_What the task asks_
Please copy the data from the line containing "Task: annotation of the sidewalk." through the end of the data, inclusive, substituting "footpath" for each "sidewalk" and leaving everything else unchanged.

_Data for the task_

────────

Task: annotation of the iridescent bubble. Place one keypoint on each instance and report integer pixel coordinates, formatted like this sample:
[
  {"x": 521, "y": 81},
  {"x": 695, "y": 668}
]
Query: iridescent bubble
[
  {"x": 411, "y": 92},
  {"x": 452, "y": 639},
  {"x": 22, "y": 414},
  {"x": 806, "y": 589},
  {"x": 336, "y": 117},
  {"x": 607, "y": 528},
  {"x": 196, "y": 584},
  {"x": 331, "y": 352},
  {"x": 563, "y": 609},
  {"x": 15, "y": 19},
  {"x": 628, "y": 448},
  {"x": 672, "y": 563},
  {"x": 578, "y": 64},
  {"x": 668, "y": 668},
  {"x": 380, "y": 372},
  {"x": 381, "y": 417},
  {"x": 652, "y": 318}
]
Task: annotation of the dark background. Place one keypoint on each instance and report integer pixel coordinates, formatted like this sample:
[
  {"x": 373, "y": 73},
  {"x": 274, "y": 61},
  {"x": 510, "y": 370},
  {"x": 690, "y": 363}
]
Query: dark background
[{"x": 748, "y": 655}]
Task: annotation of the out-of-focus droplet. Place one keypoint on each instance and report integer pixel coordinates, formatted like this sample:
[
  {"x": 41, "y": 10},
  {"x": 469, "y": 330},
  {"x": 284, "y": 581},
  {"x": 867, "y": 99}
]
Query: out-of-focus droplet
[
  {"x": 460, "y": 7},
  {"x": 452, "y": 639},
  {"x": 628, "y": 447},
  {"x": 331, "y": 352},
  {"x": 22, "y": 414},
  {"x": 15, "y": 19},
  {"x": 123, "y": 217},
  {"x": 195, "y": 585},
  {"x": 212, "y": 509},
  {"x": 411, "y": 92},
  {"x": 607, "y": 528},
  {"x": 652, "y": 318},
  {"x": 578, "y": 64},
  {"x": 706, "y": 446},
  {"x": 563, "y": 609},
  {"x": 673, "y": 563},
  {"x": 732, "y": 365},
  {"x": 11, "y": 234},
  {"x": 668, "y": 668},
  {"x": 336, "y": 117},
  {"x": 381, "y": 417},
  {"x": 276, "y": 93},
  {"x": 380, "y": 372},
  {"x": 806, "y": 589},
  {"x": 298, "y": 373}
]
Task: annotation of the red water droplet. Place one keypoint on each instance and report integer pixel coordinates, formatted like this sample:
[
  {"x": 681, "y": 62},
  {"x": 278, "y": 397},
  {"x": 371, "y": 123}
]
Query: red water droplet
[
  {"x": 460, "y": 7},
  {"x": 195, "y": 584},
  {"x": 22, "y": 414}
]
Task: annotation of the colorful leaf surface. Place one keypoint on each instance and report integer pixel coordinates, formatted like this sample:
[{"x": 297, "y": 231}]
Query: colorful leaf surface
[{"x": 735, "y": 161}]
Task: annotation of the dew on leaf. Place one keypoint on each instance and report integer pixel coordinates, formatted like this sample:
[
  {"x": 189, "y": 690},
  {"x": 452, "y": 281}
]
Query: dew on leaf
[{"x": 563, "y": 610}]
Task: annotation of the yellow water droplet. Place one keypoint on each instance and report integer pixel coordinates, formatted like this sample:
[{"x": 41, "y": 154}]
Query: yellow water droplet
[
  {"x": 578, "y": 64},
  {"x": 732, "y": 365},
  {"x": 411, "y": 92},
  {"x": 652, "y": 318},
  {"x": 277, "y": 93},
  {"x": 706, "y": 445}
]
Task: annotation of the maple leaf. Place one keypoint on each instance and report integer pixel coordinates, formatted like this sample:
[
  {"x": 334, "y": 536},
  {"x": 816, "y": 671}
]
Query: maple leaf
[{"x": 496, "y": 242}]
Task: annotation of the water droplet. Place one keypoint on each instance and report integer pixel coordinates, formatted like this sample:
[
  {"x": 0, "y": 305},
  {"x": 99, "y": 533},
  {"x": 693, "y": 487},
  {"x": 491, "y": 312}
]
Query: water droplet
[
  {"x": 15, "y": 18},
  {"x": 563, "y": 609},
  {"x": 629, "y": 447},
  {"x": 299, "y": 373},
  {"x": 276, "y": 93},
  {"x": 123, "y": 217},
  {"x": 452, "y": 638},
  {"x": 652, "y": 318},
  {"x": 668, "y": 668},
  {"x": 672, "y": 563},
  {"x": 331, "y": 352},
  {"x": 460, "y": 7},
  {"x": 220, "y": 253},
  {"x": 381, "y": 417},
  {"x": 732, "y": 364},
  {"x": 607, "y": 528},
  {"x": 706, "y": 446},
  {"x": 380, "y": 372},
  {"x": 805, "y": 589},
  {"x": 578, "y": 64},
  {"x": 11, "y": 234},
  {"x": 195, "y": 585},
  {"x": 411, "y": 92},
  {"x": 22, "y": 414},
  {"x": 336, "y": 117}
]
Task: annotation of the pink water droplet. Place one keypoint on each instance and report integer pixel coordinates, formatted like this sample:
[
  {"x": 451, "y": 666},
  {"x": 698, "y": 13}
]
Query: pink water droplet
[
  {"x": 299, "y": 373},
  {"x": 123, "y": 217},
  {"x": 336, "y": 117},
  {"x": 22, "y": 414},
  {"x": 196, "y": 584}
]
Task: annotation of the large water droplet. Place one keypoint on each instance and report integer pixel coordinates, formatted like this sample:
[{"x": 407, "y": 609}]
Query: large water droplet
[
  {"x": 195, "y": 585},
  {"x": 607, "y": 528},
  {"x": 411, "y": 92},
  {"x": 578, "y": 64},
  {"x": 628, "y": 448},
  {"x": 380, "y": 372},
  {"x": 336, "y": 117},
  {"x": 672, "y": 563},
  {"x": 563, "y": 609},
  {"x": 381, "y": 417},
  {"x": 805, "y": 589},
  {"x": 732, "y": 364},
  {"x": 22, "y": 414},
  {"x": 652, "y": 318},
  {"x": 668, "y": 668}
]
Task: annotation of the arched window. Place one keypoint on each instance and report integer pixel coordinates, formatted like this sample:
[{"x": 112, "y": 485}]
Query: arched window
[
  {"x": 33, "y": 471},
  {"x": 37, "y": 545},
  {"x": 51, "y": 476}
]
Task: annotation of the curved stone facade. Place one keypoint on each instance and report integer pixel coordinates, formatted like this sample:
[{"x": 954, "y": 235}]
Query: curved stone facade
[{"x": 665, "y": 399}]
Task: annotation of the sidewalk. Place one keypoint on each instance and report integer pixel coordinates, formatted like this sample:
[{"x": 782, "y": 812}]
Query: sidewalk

────────

_Written answer_
Task: annotation of the footpath. Place one keypoint on each instance and report integer pixel coordinates, formatted like this sample:
[{"x": 782, "y": 812}]
Query: footpath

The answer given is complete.